● **Tasks to carry out**
1. Answer these questions from the text on baby foods:
(a) What kind of yogurt do nutritionists recommend?
(b) Which vegetable is named as something muffin recipes can include?
(c) Instead of water, what do nutritionists recommend adding to purees?
2. Copy the passage of the text on baby foods between "6 Homemade Muffins" and "a great snack.", inclusive.

● **Text for analysis**
Babies who have lactose issues might not do well with cheese, but others can digest it quite fine. Make sure that it's a commercially processed hard cheese so that there is no risk of getting sick, but otherwise it's a great starter food. Yogurt can be good as well, but nutritionists recommend making sure it's a plain, unsweetened yogurt.

6 Homemade Muffins Are A Good Idea

Baking for baby can be a fun and healthy way to introduce new foods. Nutritionists don't recommend the muffins made at a store or bakery because they are usually packed with sugar, but a homemade special muffin can be yummy and nutritious.

There are some great recipes that incorporate veggies such as zucchini that can be a tasty treat for the baby. It's a finger food that doesn't have much risk of choking (although moms should always supervise), so muffins can be a great snack.

5 Adding Some Breastmilk Can Be Smart

When moms start with purees, one of the biggest things to think about is thickness. But it's not just about the setting on the blender. Moms can change the thickness by adding liquid. Instead of putting water in, nutritionists recommend adding breastmilk or formula.

Adding breastmilk means that the baby still gets the nutrients from the most important food source while thinning out the food so that it can go down easier. Sometimes a little thicker can be better too, so try to strike a balance that is best for the baby.

● **Data under study**
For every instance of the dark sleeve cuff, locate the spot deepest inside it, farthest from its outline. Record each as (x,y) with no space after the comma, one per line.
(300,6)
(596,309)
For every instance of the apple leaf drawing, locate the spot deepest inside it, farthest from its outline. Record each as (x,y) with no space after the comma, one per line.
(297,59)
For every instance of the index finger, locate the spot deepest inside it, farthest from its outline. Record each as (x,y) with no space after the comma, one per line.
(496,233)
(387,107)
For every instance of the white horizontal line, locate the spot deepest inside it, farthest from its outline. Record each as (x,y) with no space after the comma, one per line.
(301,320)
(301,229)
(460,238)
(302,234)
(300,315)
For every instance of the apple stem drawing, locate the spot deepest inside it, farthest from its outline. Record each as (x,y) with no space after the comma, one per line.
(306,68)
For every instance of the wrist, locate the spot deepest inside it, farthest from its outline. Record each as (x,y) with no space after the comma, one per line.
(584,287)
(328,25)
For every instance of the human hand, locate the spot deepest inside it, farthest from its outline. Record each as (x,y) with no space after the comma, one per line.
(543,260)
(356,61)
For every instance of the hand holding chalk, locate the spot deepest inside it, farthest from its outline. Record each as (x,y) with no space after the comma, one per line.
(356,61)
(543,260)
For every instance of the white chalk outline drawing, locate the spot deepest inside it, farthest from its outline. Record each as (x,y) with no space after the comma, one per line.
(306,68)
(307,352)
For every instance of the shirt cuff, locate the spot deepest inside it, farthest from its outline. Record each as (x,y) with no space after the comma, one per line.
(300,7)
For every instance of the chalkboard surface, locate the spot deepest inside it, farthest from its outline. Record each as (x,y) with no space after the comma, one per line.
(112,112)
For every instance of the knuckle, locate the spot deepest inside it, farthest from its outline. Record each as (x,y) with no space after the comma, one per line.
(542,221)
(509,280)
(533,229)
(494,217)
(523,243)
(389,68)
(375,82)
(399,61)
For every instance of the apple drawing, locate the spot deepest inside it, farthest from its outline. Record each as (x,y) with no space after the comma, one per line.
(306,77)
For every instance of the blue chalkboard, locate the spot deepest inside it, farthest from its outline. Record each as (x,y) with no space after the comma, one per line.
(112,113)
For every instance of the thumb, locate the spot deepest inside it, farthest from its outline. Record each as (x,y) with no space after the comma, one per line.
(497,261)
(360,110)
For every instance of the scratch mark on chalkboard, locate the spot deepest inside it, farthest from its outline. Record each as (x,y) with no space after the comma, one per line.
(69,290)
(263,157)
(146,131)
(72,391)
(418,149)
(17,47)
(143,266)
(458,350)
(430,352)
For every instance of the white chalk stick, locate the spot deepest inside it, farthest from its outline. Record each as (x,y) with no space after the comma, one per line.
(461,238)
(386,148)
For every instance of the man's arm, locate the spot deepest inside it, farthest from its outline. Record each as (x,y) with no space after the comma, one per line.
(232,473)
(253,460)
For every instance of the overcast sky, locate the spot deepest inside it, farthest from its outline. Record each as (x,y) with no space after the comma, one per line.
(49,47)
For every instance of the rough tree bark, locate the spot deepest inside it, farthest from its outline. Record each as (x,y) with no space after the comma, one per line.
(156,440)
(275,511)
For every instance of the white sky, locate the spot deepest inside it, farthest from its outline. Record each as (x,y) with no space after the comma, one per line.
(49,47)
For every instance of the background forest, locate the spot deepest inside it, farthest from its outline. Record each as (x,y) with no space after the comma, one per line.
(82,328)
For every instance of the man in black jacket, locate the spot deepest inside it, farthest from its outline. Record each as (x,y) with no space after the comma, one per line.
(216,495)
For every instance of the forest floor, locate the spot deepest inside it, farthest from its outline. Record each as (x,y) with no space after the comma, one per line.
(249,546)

● **Problem solutions**
1.
(a) A plain, unsweetened yogurt.
(b) Zucchini.
(c) Breastmilk or formula.

2.
6 Homemade Muffins Are A Good Idea

Baking for baby can be a fun and healthy way to introduce new foods. Nutritionists don't recommend the muffins made at a store or bakery because they are usually packed with sugar, but a homemade special muffin can be yummy and nutritious.

There are some great recipes that incorporate veggies such as zucchini that can be a tasty treat for the baby. It's a finger food that doesn't have much risk of choking (although moms should always supervise), so muffins can be a great snack.